> _EXTRACT TO READ_
------------------------

Outside the car windows the landscape was a textured patchwork: winter orchards, rice paddies and tile-roofed farmhouses all stitched together by the threads of narrow roads.
I kept one eye on the way ahead, but the other was caught by the repeating monochrome pattern of bare apple branches against the off-white of last week’s snow. The hills in the near distance were white and gray with snow and leafless trees. A ragged horizon serrated the clear winter sky.
By train or on the expressway, Yudanaka is only an hour north of Nagano city, capital of its eponymous prefecture, but on the back roads it’s a slower trip, and it was nearly evening when the three of us — my mother, sister and I — arrived in the quiet town.
The narrow streets were empty and darkening with early dusk, the streetlights were coming on, and our ryokan (traditional Japanese inn) looked like the most welcoming place in the world, with its shoji (sliding, paper-paneled doors) softening the warm yellow light escaping through the windows.
It wasn’t much of a ryokan: the tiny room was threadbare, and a poorly behaved Akita dog jealously guarded the narrow entrance, harassing us at each arrival and departure. So, when we set out to explore the locale, we tied our shoes hastily in the chilly blue darkness.

------------------------

> _THE REQUEST_
Name every item that the travel passage says was stitched together in the patchwork seen outside the car windows.

> _Records excerpted from a collection_
------------------------

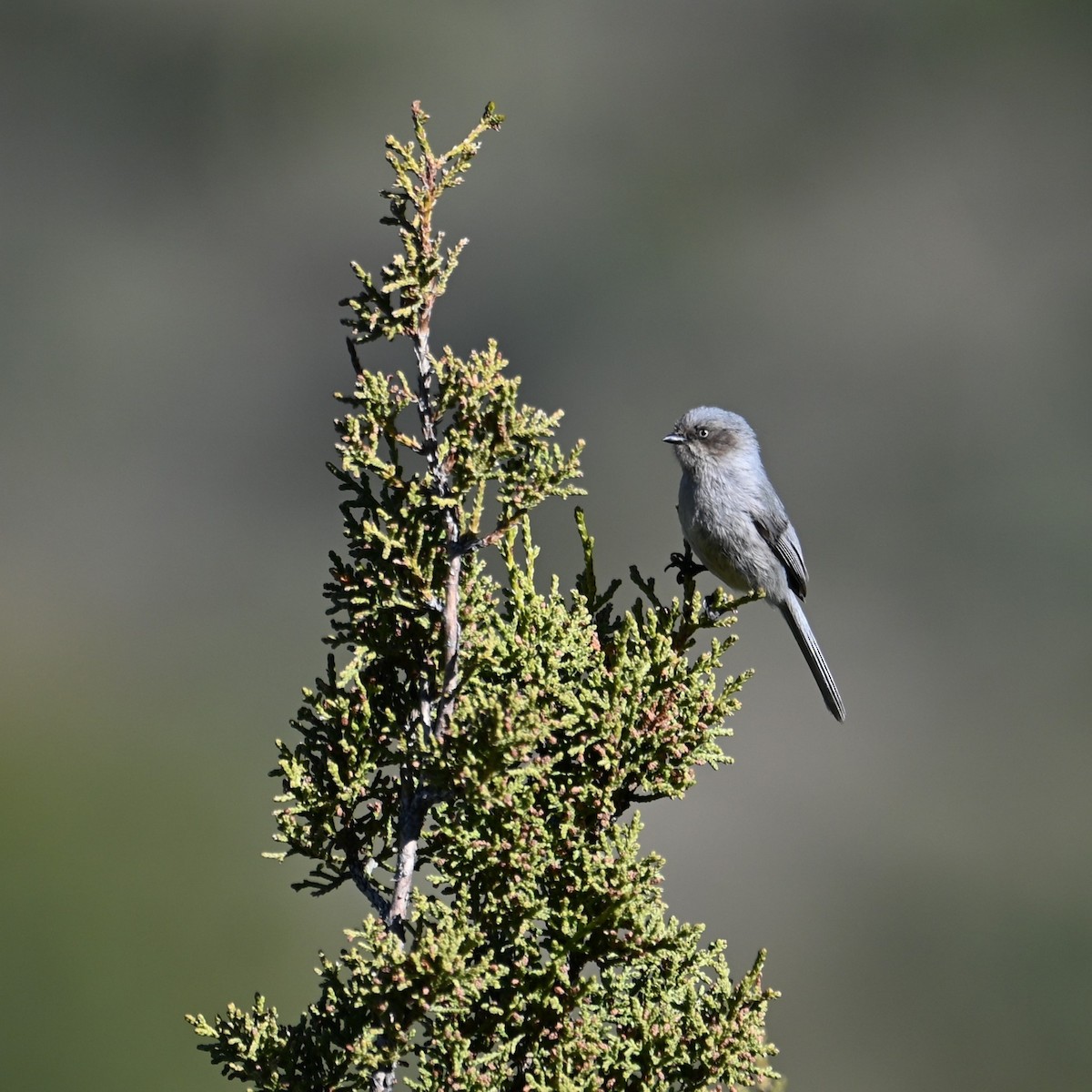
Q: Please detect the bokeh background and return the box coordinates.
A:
[0,0,1092,1092]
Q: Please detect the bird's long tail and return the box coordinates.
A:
[780,593,845,721]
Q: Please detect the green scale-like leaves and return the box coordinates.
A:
[192,105,774,1092]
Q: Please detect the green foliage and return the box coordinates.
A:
[190,104,774,1092]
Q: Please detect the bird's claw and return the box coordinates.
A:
[664,542,705,584]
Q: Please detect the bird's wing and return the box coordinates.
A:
[752,513,808,600]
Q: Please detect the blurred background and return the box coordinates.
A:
[0,0,1092,1092]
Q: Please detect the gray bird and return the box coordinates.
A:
[664,406,845,721]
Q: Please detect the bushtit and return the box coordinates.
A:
[664,406,845,721]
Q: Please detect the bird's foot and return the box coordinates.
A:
[664,542,706,584]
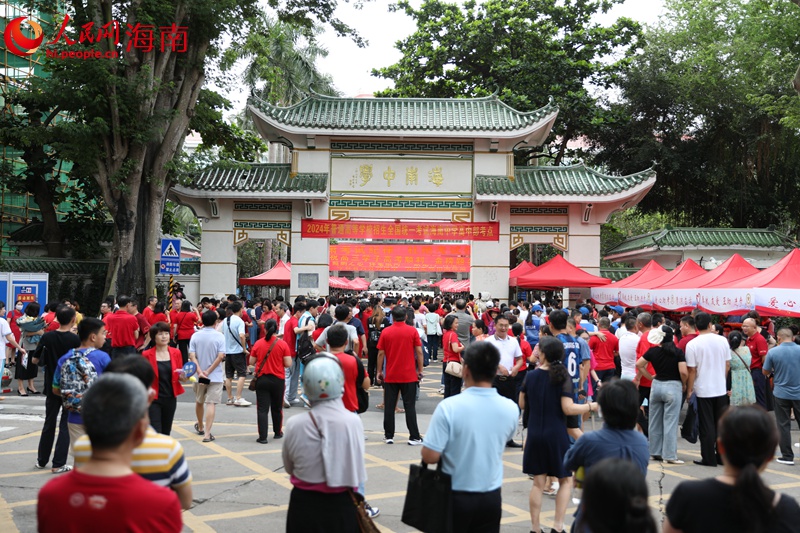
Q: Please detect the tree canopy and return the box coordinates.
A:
[373,0,640,164]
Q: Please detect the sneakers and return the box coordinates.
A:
[364,502,381,518]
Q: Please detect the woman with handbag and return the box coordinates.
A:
[519,337,597,533]
[728,331,756,405]
[282,352,374,533]
[142,322,184,435]
[250,319,292,444]
[442,315,464,398]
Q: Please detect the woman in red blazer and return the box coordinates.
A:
[142,322,183,435]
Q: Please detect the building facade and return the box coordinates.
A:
[171,94,656,298]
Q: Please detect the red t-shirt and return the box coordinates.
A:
[589,329,619,370]
[333,353,361,412]
[150,311,167,326]
[36,470,183,533]
[172,311,197,341]
[442,329,461,363]
[106,309,139,348]
[250,336,291,379]
[519,335,533,372]
[283,316,300,357]
[677,333,698,353]
[636,333,657,387]
[745,333,767,370]
[378,322,422,383]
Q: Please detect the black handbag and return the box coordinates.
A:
[402,461,453,533]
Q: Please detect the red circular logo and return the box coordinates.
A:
[3,17,44,57]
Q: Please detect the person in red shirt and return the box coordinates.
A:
[249,318,292,444]
[442,314,464,398]
[676,315,698,353]
[36,373,183,533]
[105,296,140,359]
[589,316,619,382]
[170,300,198,364]
[742,318,768,409]
[377,306,422,446]
[142,296,158,326]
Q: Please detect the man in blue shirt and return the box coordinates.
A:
[762,328,800,465]
[52,317,111,454]
[422,342,519,532]
[564,379,650,522]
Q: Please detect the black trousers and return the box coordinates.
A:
[36,394,69,468]
[697,394,730,466]
[383,381,422,440]
[147,396,178,435]
[178,339,189,365]
[444,373,462,398]
[750,368,767,409]
[256,374,286,440]
[453,489,503,533]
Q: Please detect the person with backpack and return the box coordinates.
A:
[53,317,111,449]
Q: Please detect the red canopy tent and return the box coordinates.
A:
[508,261,536,287]
[592,259,669,305]
[749,248,800,317]
[517,255,611,289]
[650,254,758,312]
[239,260,292,287]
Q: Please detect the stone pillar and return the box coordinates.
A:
[469,202,511,300]
[289,200,330,302]
[200,199,238,298]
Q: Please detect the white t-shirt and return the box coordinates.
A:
[617,330,639,379]
[486,335,522,372]
[0,317,11,362]
[686,333,731,398]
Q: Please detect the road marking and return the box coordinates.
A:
[0,495,19,533]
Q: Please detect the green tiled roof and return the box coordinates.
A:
[185,163,328,193]
[606,228,797,257]
[600,267,640,282]
[475,164,656,196]
[248,94,558,131]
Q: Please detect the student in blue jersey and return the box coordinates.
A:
[422,342,519,533]
[52,317,111,447]
[540,309,591,439]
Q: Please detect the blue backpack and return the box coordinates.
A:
[61,348,97,413]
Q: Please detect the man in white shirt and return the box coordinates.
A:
[486,315,522,448]
[616,315,639,381]
[686,313,731,467]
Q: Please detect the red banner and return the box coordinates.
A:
[330,244,470,272]
[301,220,500,241]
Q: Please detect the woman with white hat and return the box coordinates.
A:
[636,326,689,464]
[283,352,367,533]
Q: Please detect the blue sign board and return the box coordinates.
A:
[158,239,181,274]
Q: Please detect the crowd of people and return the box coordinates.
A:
[0,295,800,533]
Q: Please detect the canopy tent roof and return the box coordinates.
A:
[508,261,536,287]
[239,260,292,287]
[518,255,611,289]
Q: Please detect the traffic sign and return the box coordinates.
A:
[158,239,181,274]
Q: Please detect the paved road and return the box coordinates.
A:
[0,367,800,533]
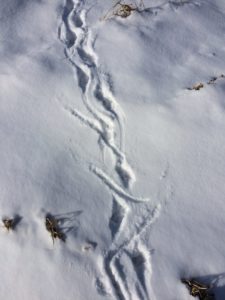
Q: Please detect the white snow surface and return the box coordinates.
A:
[0,0,225,300]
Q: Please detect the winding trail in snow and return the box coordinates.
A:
[58,0,160,300]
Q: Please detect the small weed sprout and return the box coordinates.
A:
[45,215,65,244]
[101,0,145,20]
[2,218,15,231]
[181,279,215,300]
[188,82,204,91]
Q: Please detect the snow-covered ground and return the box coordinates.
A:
[0,0,225,300]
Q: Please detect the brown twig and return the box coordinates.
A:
[45,215,65,244]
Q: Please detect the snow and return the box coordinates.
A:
[0,0,225,300]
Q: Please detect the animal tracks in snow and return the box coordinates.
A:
[58,0,135,188]
[58,0,164,300]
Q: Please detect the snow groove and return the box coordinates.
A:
[58,0,160,300]
[58,0,135,188]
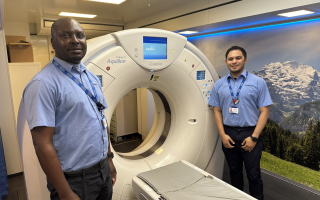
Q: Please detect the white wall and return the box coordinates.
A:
[0,30,22,175]
[3,21,30,42]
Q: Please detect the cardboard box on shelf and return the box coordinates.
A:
[6,35,26,45]
[7,43,34,63]
[5,35,34,63]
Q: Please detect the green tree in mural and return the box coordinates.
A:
[304,121,320,170]
[262,119,320,170]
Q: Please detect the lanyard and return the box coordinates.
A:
[52,59,105,111]
[228,72,248,105]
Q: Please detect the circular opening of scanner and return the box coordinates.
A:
[110,88,171,160]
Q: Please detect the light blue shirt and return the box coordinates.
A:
[23,57,108,172]
[209,70,272,127]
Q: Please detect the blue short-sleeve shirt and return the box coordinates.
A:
[23,57,108,172]
[209,70,272,127]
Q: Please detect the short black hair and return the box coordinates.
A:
[226,46,247,59]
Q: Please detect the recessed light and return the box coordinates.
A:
[88,0,126,4]
[278,10,315,17]
[178,31,199,35]
[59,12,97,18]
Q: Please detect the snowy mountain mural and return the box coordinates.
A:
[253,61,320,131]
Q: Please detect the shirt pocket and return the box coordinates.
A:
[240,84,259,105]
[93,82,103,103]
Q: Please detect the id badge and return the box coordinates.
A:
[101,116,108,129]
[229,106,239,114]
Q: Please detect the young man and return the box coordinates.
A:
[23,18,117,200]
[209,46,272,200]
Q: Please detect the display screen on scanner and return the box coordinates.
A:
[143,36,167,60]
[197,71,206,80]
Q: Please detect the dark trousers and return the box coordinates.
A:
[222,125,264,200]
[47,159,112,200]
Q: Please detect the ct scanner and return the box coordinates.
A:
[18,28,228,200]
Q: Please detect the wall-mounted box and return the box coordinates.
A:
[7,43,34,63]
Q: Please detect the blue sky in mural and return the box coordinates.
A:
[188,19,320,76]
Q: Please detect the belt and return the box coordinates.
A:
[64,157,108,178]
[223,124,256,130]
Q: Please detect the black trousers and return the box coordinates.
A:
[47,159,112,200]
[222,125,264,200]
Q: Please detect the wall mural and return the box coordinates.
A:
[188,19,320,189]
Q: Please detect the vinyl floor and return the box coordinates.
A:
[3,137,320,200]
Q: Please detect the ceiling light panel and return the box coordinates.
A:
[59,12,97,18]
[278,10,315,17]
[179,31,199,35]
[88,0,126,4]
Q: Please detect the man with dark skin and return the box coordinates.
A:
[24,18,117,200]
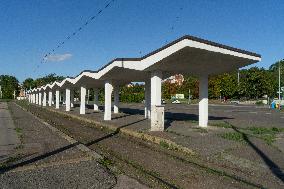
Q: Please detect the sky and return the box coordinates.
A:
[0,0,284,82]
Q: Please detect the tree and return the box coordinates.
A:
[23,78,36,90]
[208,72,238,98]
[0,75,19,99]
[269,59,284,95]
[240,67,276,99]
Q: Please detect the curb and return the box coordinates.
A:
[13,102,103,160]
[42,107,196,156]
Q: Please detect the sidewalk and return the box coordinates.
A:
[0,102,20,162]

------------------------

> _RESPONSE FOR THIS EXERCISE_
Winter orchards, rice paddies and tile-roofed farmhouses.